WHAT THE TASK ASKS:
Copy the stretch from the line containing "Where can the snow-covered" through the end of the rows, requests included, shifting every coordinate in the answers by -134.

Location identification rows
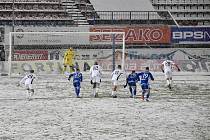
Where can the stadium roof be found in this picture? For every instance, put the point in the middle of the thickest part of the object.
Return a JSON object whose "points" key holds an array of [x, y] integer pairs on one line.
{"points": [[122, 5]]}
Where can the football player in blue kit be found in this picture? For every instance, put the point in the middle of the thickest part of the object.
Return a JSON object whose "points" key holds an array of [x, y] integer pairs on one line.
{"points": [[131, 81], [77, 79], [145, 77]]}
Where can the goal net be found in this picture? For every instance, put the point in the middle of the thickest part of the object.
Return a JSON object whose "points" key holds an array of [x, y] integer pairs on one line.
{"points": [[44, 51]]}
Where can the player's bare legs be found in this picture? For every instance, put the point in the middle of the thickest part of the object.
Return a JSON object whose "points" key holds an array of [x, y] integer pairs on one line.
{"points": [[114, 90]]}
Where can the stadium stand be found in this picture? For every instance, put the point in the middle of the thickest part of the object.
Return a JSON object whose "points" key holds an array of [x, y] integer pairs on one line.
{"points": [[34, 12]]}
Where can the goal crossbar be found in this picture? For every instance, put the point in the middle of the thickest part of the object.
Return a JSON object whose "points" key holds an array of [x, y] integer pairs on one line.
{"points": [[11, 42]]}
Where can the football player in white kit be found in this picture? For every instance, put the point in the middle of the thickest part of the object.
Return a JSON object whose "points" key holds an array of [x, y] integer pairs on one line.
{"points": [[28, 82], [115, 77], [95, 77], [166, 68]]}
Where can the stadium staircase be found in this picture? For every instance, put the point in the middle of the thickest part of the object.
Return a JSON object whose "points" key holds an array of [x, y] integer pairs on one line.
{"points": [[73, 8]]}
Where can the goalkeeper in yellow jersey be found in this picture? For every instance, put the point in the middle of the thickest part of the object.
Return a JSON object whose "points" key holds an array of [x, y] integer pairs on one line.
{"points": [[69, 60]]}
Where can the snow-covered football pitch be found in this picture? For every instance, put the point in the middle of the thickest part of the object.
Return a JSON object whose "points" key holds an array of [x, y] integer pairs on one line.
{"points": [[54, 113]]}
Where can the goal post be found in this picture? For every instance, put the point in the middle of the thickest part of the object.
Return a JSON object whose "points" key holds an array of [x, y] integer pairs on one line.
{"points": [[44, 51]]}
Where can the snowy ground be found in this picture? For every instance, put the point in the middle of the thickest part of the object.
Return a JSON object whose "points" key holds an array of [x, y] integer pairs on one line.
{"points": [[54, 113]]}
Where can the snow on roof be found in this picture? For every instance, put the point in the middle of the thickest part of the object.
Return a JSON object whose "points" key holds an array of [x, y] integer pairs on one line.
{"points": [[122, 5]]}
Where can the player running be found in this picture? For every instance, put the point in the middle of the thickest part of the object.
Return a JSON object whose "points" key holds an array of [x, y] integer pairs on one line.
{"points": [[131, 81], [144, 78], [95, 77], [68, 60], [166, 68], [115, 77], [77, 79], [28, 83]]}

REPLY TO THE TASK:
Where can the snow-covered football pitch be found in this picture? For every instance, put the point in the middle of the thickest part of the object.
Return a JSON object whose "points" key holds an array of [x, y] integer pairs on one line.
{"points": [[-80, -21]]}
Where can the goal post be found in this picture? For every instance, put the point in the middle of the thickest part of the object.
Return a JSON object whose "points" key holds an array of [x, y] integer pairs on one line.
{"points": [[-90, -83]]}
Where can the snowy ground be found in this picture? For every instance, put the point in the middle of the thickest part of the object.
Return a JSON object whose "points" key holds an array of [x, y] integer pairs on one line.
{"points": [[-80, -21]]}
Where can the snow on roof be found in this picture? For every instance, put the point in the middle of the thickest part of the object.
Return a JSON object whose "points" key holds an array of [x, y] integer pairs on one line.
{"points": [[-12, -129]]}
Where can the player running be found in this picture? For every instance, put the point in the middle of the thickest part of the object.
Return a JSON object whose "points" key holds an array of [x, y] integer pairs on one line.
{"points": [[-3, -53], [10, -56], [-39, -57], [-66, -74], [32, -66], [-19, -57], [-57, -55], [-106, -51]]}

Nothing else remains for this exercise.